Directive:
Count the lines in the labeling and segmentation records that contain the string "logo", with case counting, and give only the number.

--- START OF Data to use ---

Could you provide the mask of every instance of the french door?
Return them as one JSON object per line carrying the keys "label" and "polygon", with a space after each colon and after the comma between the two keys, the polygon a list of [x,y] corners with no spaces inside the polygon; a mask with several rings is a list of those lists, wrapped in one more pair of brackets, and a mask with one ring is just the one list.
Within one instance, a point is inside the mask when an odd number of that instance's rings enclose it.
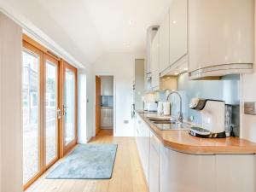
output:
{"label": "french door", "polygon": [[63,62],[64,83],[64,154],[67,154],[77,143],[77,69],[67,62]]}
{"label": "french door", "polygon": [[60,61],[23,41],[23,184],[59,159]]}

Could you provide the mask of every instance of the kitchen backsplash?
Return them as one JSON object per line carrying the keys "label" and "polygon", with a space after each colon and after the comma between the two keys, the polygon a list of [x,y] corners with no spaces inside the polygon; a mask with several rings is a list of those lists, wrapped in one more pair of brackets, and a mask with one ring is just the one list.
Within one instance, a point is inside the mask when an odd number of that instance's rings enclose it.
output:
{"label": "kitchen backsplash", "polygon": [[[224,101],[226,104],[232,105],[232,123],[235,125],[234,131],[239,136],[240,125],[240,76],[227,75],[220,80],[189,80],[189,74],[183,73],[177,78],[177,90],[183,98],[183,113],[186,120],[194,117],[193,122],[201,124],[201,113],[189,108],[190,99],[193,97],[214,99]],[[156,101],[166,101],[168,91],[156,92]],[[172,114],[177,115],[179,101],[176,95],[170,98],[172,102]]]}

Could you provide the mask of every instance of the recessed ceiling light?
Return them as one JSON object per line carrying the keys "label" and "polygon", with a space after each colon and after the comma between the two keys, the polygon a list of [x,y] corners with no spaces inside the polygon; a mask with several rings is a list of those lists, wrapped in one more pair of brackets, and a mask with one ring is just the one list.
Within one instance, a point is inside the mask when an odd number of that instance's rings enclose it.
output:
{"label": "recessed ceiling light", "polygon": [[127,44],[127,43],[124,43],[124,46],[125,46],[125,47],[129,47],[129,44]]}

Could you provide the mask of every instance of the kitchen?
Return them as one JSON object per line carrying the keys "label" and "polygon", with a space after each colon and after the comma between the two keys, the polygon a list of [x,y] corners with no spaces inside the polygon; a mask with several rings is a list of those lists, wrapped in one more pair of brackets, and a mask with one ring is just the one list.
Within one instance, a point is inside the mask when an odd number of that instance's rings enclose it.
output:
{"label": "kitchen", "polygon": [[0,3],[0,191],[255,191],[253,0],[49,3]]}

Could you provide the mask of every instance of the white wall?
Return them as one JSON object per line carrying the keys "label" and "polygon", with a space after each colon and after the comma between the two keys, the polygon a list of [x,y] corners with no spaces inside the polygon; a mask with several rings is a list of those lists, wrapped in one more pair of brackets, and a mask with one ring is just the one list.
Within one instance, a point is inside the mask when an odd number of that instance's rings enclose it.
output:
{"label": "white wall", "polygon": [[[256,8],[256,3],[255,3]],[[255,9],[256,13],[256,9]],[[256,20],[255,20],[256,21]],[[256,143],[256,116],[244,114],[244,102],[256,102],[256,24],[254,21],[254,73],[241,75],[241,137]]]}
{"label": "white wall", "polygon": [[[136,58],[143,57],[131,53],[106,53],[92,64],[94,75],[113,75],[115,95],[113,119],[116,137],[134,136],[131,108],[133,103],[132,84]],[[93,86],[95,87],[95,84]],[[128,120],[129,123],[125,124],[124,120]]]}
{"label": "white wall", "polygon": [[22,190],[21,28],[0,12],[0,191]]}
{"label": "white wall", "polygon": [[78,143],[86,143],[93,136],[93,80],[91,67],[78,70]]}

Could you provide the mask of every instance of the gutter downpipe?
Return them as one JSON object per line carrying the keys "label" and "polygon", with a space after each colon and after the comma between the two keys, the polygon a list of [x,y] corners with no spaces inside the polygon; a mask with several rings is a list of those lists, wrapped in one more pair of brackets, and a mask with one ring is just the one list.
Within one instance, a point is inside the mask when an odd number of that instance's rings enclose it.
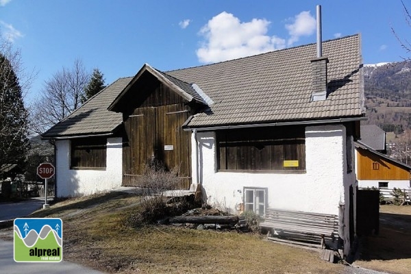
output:
{"label": "gutter downpipe", "polygon": [[197,136],[197,129],[193,129],[192,134],[194,134],[194,140],[195,141],[195,176],[197,185],[198,186],[200,184],[200,165],[199,164],[199,142]]}

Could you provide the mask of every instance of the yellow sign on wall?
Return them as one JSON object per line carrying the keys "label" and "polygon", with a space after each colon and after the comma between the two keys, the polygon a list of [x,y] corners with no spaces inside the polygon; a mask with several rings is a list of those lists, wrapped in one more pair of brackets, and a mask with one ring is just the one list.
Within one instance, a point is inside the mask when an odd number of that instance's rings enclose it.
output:
{"label": "yellow sign on wall", "polygon": [[298,167],[299,166],[298,160],[287,160],[283,162],[283,166],[284,167]]}

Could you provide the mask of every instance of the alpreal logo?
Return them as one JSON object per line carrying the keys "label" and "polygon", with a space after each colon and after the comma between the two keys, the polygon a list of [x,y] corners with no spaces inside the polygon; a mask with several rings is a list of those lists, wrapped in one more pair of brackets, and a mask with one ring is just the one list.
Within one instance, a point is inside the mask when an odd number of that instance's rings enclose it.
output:
{"label": "alpreal logo", "polygon": [[57,262],[63,260],[63,222],[60,218],[14,220],[14,261]]}

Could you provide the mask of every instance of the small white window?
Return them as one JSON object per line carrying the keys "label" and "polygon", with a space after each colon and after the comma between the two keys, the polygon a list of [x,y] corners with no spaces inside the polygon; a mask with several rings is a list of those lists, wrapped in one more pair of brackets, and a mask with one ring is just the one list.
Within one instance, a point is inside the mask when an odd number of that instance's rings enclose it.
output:
{"label": "small white window", "polygon": [[388,188],[388,182],[378,182],[378,188]]}
{"label": "small white window", "polygon": [[256,214],[263,216],[266,208],[266,188],[245,188],[245,210],[251,210]]}

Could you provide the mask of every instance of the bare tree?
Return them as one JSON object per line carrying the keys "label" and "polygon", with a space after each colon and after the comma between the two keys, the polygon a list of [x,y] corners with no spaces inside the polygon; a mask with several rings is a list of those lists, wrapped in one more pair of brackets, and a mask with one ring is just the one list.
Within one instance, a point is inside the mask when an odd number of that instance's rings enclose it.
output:
{"label": "bare tree", "polygon": [[[410,14],[408,8],[406,5],[406,4],[404,4],[404,2],[402,0],[401,1],[401,3],[403,6],[403,11],[404,12],[404,18],[406,21],[406,23],[411,27],[411,14]],[[395,31],[393,27],[391,27],[391,32],[401,45],[401,47],[406,51],[406,53],[407,53],[407,54],[410,54],[410,53],[411,53],[411,43],[408,42],[408,40],[407,38],[401,38],[400,35]],[[409,61],[410,59],[410,57],[401,58],[404,60],[404,61]]]}
{"label": "bare tree", "polygon": [[46,81],[40,98],[34,103],[33,130],[41,134],[79,108],[90,76],[77,59],[73,68],[63,67]]}

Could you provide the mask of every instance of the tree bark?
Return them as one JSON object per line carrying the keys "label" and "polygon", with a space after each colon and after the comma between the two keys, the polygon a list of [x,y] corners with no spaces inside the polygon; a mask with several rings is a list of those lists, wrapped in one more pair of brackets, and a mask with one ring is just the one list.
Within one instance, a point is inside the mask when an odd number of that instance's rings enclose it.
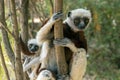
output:
{"label": "tree bark", "polygon": [[[29,7],[29,0],[21,0],[21,12],[20,12],[21,38],[23,42],[26,44],[28,41],[28,15],[29,15],[28,7]],[[22,55],[22,57],[23,56],[24,55]],[[24,73],[24,80],[29,80],[29,77],[26,72]]]}
{"label": "tree bark", "polygon": [[[63,0],[54,0],[54,12],[62,11]],[[54,37],[63,38],[63,26],[62,20],[55,23],[54,26]],[[55,46],[56,58],[57,58],[57,66],[58,73],[60,75],[67,74],[67,64],[65,60],[64,48],[60,46]]]}
{"label": "tree bark", "polygon": [[[4,26],[7,26],[6,22],[5,22],[4,0],[0,0],[0,22]],[[5,46],[5,51],[10,59],[10,62],[13,65],[13,68],[14,68],[15,55],[14,55],[14,52],[13,52],[11,45],[10,45],[10,42],[9,42],[8,33],[7,33],[7,31],[5,31],[5,29],[3,29],[3,27],[1,27],[0,29],[2,30],[2,41],[3,41],[4,46]]]}
{"label": "tree bark", "polygon": [[11,12],[12,12],[12,24],[13,24],[13,32],[15,36],[15,73],[16,73],[16,80],[23,80],[23,69],[22,69],[22,62],[21,62],[21,50],[20,50],[20,40],[19,40],[19,30],[18,30],[18,23],[17,23],[17,16],[16,16],[16,9],[15,9],[15,0],[11,1]]}
{"label": "tree bark", "polygon": [[4,68],[7,80],[10,80],[9,73],[8,73],[8,70],[7,70],[7,67],[6,67],[6,64],[5,64],[5,59],[4,59],[4,56],[3,56],[3,53],[2,53],[1,42],[0,42],[0,57],[1,57],[2,66]]}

--- END OF Data to use ---

Task solution:
2